READING TEXT

------

SECTION 7. COVENANTS
Each Guarantor covenants and agrees that until the Guaranty
Indebtedness is paid in full in cash (other than unmatured contingent
Liabilities for which no claim has been asserted) and the commitments are
terminated:
(a) Such Guarantor shall: (i) do or cause to be done all things
necessary to preserve and keep in full force and effect its existence as a
corporation and its rights and franchises and (ii) continue to conduct its
business as permitted hereunder or under the Credit Agreement;
(b) Such Guarantor shall comply in all material respects with all
federal, state, local and foreign laws and regulations applicable to it,
including, without limitation, those relating to licensing, ERISA, Environmental
Laws and labor matters.

------

DATASET EXTRACT
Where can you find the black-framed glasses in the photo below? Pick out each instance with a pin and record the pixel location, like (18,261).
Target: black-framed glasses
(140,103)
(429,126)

------

TASKS TO CARRY OUT
a) In the covenants section, what must each Guarantor comply with in all material respects?
b) Set down the passage of the covenants section between "SECTION 7. COVENANTS" and "and labor matters.", inclusive.

WORKED ANSWERS
a) All federal, state, local and foreign laws and regulations applicable to it.

b)
SECTION 7. COVENANTS
Each Guarantor covenants and agrees that until the Guaranty
Indebtedness is paid in full in cash (other than unmatured contingent
Liabilities for which no claim has been asserted) and the commitments are
terminated:
(a) Such Guarantor shall: (i) do or cause to be done all things
necessary to preserve and keep in full force and effect its existence as a
corporation and its rights and franchises and (ii) continue to conduct its
business as permitted hereunder or under the Credit Agreement;
(b) Such Guarantor shall comply in all material respects with all
federal, state, local and foreign laws and regulations applicable to it,
including, without limitation, those relating to licensing, ERISA, Environmental
Laws and labor matters.